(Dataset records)
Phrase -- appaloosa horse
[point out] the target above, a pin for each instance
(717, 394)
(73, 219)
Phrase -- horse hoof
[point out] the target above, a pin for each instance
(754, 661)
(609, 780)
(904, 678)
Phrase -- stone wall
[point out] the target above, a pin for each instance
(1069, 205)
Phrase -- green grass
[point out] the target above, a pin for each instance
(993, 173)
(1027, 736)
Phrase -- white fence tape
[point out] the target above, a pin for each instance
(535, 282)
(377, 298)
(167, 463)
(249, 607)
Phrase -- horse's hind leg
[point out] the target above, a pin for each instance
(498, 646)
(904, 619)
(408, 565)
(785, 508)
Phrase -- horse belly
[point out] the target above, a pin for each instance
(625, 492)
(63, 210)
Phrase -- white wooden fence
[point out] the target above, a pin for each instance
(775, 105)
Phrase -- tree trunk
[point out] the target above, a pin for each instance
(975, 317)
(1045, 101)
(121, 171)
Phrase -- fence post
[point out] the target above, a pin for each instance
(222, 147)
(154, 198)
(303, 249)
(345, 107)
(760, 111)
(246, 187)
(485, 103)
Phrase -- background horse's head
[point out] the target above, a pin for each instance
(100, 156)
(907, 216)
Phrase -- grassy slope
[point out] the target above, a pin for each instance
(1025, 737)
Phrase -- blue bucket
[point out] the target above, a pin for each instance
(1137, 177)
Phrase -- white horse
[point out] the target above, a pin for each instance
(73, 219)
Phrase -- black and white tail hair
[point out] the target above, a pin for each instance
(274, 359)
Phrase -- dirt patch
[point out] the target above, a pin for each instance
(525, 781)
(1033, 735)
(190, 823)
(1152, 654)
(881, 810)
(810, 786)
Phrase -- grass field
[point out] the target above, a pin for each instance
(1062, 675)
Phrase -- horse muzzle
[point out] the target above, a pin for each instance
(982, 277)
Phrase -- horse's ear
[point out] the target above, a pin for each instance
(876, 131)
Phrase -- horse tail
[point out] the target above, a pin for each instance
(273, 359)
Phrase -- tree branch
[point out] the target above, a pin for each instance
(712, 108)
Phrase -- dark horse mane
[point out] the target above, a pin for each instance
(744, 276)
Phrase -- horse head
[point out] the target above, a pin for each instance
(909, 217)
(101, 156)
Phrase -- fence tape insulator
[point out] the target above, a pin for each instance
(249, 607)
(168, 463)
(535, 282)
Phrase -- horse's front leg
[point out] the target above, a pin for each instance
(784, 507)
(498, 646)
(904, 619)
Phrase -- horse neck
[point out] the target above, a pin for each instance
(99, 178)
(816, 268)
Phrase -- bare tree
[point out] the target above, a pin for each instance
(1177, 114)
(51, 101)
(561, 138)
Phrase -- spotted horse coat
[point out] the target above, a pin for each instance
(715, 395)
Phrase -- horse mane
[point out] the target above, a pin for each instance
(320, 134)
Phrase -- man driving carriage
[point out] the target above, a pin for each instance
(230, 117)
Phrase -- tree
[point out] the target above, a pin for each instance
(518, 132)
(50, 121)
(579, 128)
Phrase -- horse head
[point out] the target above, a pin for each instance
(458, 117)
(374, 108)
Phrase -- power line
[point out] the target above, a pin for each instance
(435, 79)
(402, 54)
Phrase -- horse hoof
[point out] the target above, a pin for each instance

About this exercise: The required output is the stretch of entries above from the line containing "Phrase -- horse belly" through the line containing "Phrase -- white horse", reproduced exactly.

Response to the task:
Phrase -- horse belly
[point out] the target above, a pin for each instance
(625, 492)
(63, 210)
Phrase -- white wooden fence
[point out] the target above, a pin for each instance
(775, 105)
Phrase -- tree trunk
[point out] the target above, a pin for each instance
(975, 317)
(1045, 101)
(121, 171)
Phrase -- fence post
[point out] the target above, a pin for each instance
(222, 147)
(154, 198)
(303, 249)
(345, 107)
(760, 111)
(246, 187)
(485, 103)
Phrase -- background horse's head
[point out] the target above, a pin for each instance
(100, 156)
(907, 216)
Phrase -- grassy slope
[point out] the target above, a pin for each instance
(1025, 737)
Phrase -- blue bucket
[point out] the target above, a pin for each instance
(1137, 177)
Phrase -- white horse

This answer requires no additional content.